[[ Provided records, beginning ]]
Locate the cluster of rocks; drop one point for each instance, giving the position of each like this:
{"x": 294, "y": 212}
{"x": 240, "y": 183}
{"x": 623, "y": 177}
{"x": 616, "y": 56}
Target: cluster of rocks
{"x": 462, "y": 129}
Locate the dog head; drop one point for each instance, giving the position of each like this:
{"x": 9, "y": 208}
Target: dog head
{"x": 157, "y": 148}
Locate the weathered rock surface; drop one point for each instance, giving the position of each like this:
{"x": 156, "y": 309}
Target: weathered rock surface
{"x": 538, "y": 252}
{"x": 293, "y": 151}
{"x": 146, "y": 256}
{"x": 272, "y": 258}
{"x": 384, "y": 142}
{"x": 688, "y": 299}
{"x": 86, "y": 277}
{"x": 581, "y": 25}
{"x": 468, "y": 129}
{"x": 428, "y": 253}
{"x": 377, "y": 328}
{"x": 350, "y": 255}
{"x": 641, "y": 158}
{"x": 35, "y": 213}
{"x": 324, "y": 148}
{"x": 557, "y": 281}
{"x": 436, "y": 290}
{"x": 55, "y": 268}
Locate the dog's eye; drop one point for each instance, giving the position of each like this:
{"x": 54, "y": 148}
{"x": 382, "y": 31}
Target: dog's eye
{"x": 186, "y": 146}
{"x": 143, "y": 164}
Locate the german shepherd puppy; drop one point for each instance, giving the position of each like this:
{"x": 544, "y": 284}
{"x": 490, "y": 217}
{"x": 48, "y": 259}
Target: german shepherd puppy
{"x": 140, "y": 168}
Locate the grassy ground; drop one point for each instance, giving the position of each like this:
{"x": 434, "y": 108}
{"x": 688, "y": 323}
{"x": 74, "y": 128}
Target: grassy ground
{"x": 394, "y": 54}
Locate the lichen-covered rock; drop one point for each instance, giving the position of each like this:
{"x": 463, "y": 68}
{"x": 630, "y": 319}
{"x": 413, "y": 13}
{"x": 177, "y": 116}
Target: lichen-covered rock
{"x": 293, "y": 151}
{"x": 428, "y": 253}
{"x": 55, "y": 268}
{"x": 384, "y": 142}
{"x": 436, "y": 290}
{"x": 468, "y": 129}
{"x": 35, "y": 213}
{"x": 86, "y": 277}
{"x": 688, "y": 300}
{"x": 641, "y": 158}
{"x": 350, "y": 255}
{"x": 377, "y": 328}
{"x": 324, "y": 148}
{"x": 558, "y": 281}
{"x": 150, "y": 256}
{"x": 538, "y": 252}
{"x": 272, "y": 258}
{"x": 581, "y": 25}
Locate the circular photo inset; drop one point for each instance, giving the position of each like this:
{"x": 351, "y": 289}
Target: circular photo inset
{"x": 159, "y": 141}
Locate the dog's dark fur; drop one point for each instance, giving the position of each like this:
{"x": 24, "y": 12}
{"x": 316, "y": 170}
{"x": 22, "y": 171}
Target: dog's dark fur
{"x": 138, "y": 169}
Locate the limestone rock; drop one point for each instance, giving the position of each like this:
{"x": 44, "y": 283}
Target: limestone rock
[[ Provided records, end ]]
__What you should do__:
For the word "limestone", find all matching lines in the entries above and copy them out.

__Response__:
Locate the limestone rock; drop one point for each instance, giving the position of each like this:
Target: limestone rock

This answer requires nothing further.